Ziel der Aufgabe
Wandle die gesamte Auflistung unten in eine JSON-Liste von Strings um, mit einem String pro Zeile und ohne Leerzeilen. Lass die Bilder in der Antwort weg.

[Gespeicherte Daten]
↓

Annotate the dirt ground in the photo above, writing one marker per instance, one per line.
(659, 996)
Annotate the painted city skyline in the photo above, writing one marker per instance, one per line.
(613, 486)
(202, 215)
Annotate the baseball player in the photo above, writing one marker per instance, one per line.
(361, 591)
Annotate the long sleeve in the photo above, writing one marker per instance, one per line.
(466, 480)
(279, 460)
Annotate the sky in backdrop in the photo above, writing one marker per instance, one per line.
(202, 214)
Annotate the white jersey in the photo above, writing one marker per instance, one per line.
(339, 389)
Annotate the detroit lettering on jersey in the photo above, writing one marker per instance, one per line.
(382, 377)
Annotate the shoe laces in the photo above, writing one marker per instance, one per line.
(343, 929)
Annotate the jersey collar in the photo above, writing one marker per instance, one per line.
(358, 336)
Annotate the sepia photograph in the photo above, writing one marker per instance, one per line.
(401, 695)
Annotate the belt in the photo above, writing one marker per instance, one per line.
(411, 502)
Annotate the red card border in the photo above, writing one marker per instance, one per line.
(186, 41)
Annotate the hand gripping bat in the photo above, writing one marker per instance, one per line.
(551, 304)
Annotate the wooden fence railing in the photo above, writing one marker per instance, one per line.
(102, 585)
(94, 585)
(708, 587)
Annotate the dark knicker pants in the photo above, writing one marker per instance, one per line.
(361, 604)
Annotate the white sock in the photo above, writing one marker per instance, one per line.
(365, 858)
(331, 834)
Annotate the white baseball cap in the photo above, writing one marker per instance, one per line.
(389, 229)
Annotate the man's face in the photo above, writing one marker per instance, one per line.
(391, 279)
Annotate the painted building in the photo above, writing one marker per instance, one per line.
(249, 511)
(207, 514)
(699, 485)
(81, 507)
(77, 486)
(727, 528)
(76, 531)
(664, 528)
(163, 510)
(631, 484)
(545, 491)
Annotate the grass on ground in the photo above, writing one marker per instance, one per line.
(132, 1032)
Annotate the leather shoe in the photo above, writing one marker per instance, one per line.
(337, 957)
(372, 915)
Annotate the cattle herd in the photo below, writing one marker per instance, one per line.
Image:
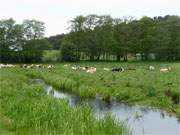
(84, 68)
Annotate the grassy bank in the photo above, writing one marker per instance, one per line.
(26, 109)
(141, 86)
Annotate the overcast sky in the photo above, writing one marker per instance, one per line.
(56, 13)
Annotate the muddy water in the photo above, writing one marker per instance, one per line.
(141, 120)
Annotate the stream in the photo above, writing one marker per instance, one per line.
(141, 120)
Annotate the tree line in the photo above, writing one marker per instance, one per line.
(96, 37)
(93, 37)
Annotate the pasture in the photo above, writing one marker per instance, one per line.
(25, 107)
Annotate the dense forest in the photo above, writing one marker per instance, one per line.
(94, 37)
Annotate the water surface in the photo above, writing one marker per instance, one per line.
(141, 120)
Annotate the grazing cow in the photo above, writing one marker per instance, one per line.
(151, 68)
(121, 69)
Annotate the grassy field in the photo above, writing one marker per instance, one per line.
(26, 107)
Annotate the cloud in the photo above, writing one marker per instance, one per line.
(56, 13)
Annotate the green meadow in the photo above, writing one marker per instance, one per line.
(26, 109)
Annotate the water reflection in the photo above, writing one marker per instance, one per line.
(142, 120)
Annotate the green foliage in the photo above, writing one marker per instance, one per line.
(51, 56)
(98, 37)
(68, 52)
(22, 42)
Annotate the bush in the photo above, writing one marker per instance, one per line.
(69, 52)
(51, 56)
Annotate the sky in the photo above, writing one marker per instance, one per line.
(57, 13)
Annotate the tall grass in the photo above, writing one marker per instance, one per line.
(140, 86)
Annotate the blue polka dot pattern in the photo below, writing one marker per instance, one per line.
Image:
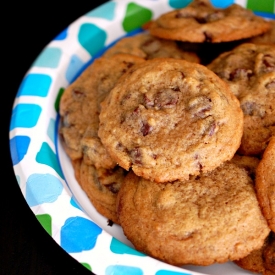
(177, 4)
(35, 85)
(51, 130)
(74, 66)
(25, 115)
(74, 204)
(120, 248)
(35, 146)
(169, 272)
(47, 156)
(42, 188)
(92, 38)
(19, 146)
(222, 4)
(123, 269)
(106, 12)
(62, 35)
(49, 58)
(79, 234)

↑

Antwort zur Übung
[
  "Annotate the dirt ground in the photo above, writing one marker per instance, one per line.",
  "(659, 996)",
  "Annotate the painted city skyline in the photo above, writing one marker per instance, one per line.",
  "(613, 486)",
  "(202, 215)",
  "Annotate the baseball player in the photo above, writing one marker per instance, one per line.",
  "(361, 591)",
  "Annotate the long sleeve in the photo above, writing one marker per instance, one per line.",
  "(466, 480)",
  "(279, 460)",
  "Annotate the sky in backdrop in the photo above, writing one marker per instance, one per line.",
  "(202, 214)",
  "Annotate the white jersey in the photo above, writing one marker per instance, one per line.",
  "(339, 389)",
  "Annotate the detroit lettering on jersey in the photo above, writing one marker per instance, one per line.",
  "(382, 377)",
  "Annotate the shoe laces in the photo above, writing one marker per instance, one per line.",
  "(343, 929)",
  "Annotate the jersey collar in the photo above, writing one marker per instance, one per line.",
  "(358, 336)",
  "Annotate the sepia photograph in the photo above, writing one marker per instance, one per line.",
  "(401, 695)",
  "Annotate the belt in the photo above, writing one marker per instance, one per line.",
  "(411, 502)",
  "Annotate the red card border in the photo above, writing one marker per instance, one per line.",
  "(186, 41)",
  "Annotate the hand gripping bat in the photo above, writing one marker per instance, one per line.",
  "(551, 304)",
  "Annotate the wooden fence railing in the photo above, writing one marker per instance, one per line.",
  "(102, 585)",
  "(94, 585)",
  "(708, 587)",
  "Annotate the dark knicker pants in the photo above, writing one marker per instance, one per line.",
  "(361, 604)",
  "Annotate the white sock in the photo above, writing one marker per instance, one per line.",
  "(365, 858)",
  "(331, 834)",
  "Annotate the white baseball cap in the photo above, writing one marker per instance, one per line.",
  "(389, 229)",
  "Annotate the man's face in the photo above, writing one marker per instance, one per line.",
  "(391, 279)",
  "Annotate the painted building in the photo above, writing one marker per instance, one per line.",
  "(249, 511)",
  "(207, 514)",
  "(699, 485)",
  "(81, 507)",
  "(77, 486)",
  "(727, 528)",
  "(76, 531)",
  "(664, 528)",
  "(163, 510)",
  "(631, 484)",
  "(545, 491)",
  "Annotate the grass on ground in the photo above, writing one marker per instance, one per line.",
  "(132, 1032)",
  "Annotate the leather shoe in the photo above, writing one marker per instance, one per line.",
  "(337, 957)",
  "(372, 915)",
  "Annotate the cattle herd in the photo below, writing one marker per instance, one per line.",
  "Image:",
  "(84, 68)",
  "Annotate the grassy bank in the photo above, writing one marker per instance, one per line.",
  "(26, 109)",
  "(141, 86)",
  "Annotate the overcast sky in the photo above, writing one marker per instance, one per line.",
  "(56, 13)",
  "Annotate the muddy water in the photo above, writing one marker per instance, one per line.",
  "(141, 120)",
  "Annotate the stream in the photo above, writing one marker per instance, one per line.",
  "(141, 120)",
  "Annotate the tree line in the photo above, writing one marker per instance, one per line.",
  "(96, 37)",
  "(93, 37)",
  "Annotate the pasture in the photo above, writing one marker per instance, one per line.",
  "(25, 107)",
  "Annotate the dense forest in the photo above, writing one marker per instance, one per line.",
  "(94, 37)",
  "Annotate the water surface in the photo above, writing one marker per instance, one per line.",
  "(141, 120)",
  "Annotate the grazing cow in the photo above, writing one marker per instance, one per line.",
  "(151, 68)",
  "(121, 69)",
  "Annotate the grassy field in the photo above, writing one marker per instance, one per line.",
  "(26, 107)",
  "Annotate the cloud in the photo above, writing one marker per instance, one per line.",
  "(56, 13)",
  "Annotate the green meadow in the photo above, writing one marker per instance, one per line.",
  "(26, 109)",
  "Annotate the water reflection in the photo above, writing one marker per instance, one per line.",
  "(142, 120)",
  "Annotate the green foliage in the photo above, writing one marker per instance, one per line.",
  "(51, 56)",
  "(98, 37)",
  "(68, 52)",
  "(22, 42)",
  "Annotate the bush in the photo above, writing one marker per instance, one per line.",
  "(69, 52)",
  "(51, 56)",
  "Annotate the sky in the photo above, writing one marker per instance, one per line.",
  "(57, 13)",
  "Annotate the tall grass in the photo above, writing one marker per instance, one per line.",
  "(140, 86)",
  "Annotate the blue polka dot pattern in the photo below, writing one marker per instance, one per line.",
  "Image:",
  "(177, 4)",
  "(35, 85)",
  "(51, 130)",
  "(74, 66)",
  "(25, 115)",
  "(74, 204)",
  "(120, 248)",
  "(35, 146)",
  "(169, 272)",
  "(47, 156)",
  "(42, 188)",
  "(92, 38)",
  "(19, 146)",
  "(222, 4)",
  "(123, 269)",
  "(106, 12)",
  "(62, 35)",
  "(49, 58)",
  "(79, 234)"
]